= Required task =
Locate the line with "of the factory" in the material. Copy that line and each one after it, through the last, exactly and with nothing else.

= Input records =
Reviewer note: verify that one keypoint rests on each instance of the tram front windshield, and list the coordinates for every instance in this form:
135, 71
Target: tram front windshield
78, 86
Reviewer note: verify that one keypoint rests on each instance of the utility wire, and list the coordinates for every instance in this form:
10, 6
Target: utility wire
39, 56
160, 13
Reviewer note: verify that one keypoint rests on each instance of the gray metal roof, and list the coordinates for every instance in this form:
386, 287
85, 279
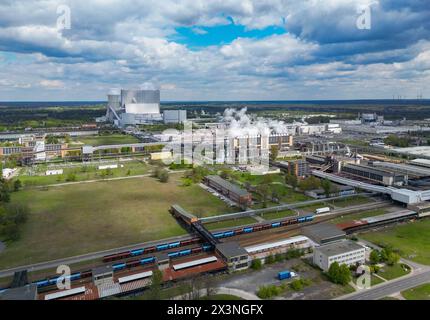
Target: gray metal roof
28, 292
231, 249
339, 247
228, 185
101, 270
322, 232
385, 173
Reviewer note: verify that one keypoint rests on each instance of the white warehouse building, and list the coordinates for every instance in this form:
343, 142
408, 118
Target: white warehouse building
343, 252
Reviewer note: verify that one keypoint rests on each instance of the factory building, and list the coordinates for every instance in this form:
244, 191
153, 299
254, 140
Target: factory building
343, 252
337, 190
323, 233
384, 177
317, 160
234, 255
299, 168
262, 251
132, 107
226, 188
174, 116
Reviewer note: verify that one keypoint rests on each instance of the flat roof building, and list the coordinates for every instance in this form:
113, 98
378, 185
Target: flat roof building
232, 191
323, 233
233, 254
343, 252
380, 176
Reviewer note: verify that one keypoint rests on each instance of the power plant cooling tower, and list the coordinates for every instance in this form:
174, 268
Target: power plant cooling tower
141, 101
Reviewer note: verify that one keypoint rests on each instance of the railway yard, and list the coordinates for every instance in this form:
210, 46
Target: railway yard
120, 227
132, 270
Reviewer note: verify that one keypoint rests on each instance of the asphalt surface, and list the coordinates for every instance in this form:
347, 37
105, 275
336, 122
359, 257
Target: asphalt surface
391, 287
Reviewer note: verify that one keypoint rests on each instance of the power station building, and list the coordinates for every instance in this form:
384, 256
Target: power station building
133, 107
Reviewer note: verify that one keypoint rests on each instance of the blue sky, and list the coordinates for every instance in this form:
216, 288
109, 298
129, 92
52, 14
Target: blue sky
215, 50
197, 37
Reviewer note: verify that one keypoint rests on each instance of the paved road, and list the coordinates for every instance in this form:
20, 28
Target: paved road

= Result for this exercise =
Reviewer note: verify that one keypoint rests on each instance of the factory building, and list the coordinates for every instance in this form:
244, 191
153, 299
254, 140
Target: factory building
343, 252
337, 190
323, 233
384, 177
317, 160
234, 255
299, 168
262, 251
132, 107
226, 188
174, 116
Reviewer note: verify that one keypoint rests on each instance of the flat roof building, and list the coordinates for every instance in this form:
113, 98
378, 185
Target: flat roof building
232, 191
323, 233
233, 254
343, 252
380, 176
Reviewer note: verify that one keypoint rests on each instance of the power plant cooling tower, and list the coordinates for every instance in this form:
174, 268
Target: power plant cooling tower
141, 101
Reviewer note: verify that one keypoint rests on each instance of the railway yard, and list the coordinates for every instance in this form:
210, 46
Target: railway yard
120, 227
132, 270
Reviewer note: verify that one keypoint rests on each instance of the asphalt surface, and list the coordinates for every instance in this form:
347, 37
105, 275
336, 122
359, 257
Target: asphalt surface
391, 287
Reviewer note: verify that one keypoint rests on each instance of the power station building, and list the coordinates for every instance in this form:
384, 256
Target: power station building
133, 107
Reviewer note: verify that one keypoint rests on each instance of the blue sky, and list the coordinates for every instance in this form:
216, 288
109, 298
129, 92
52, 14
Target: blue sky
215, 50
197, 37
Reviewer note: verify that one keypoint rests on each instance of the paved road, and list the coordinates for every instance in this form:
20, 28
Target: paved road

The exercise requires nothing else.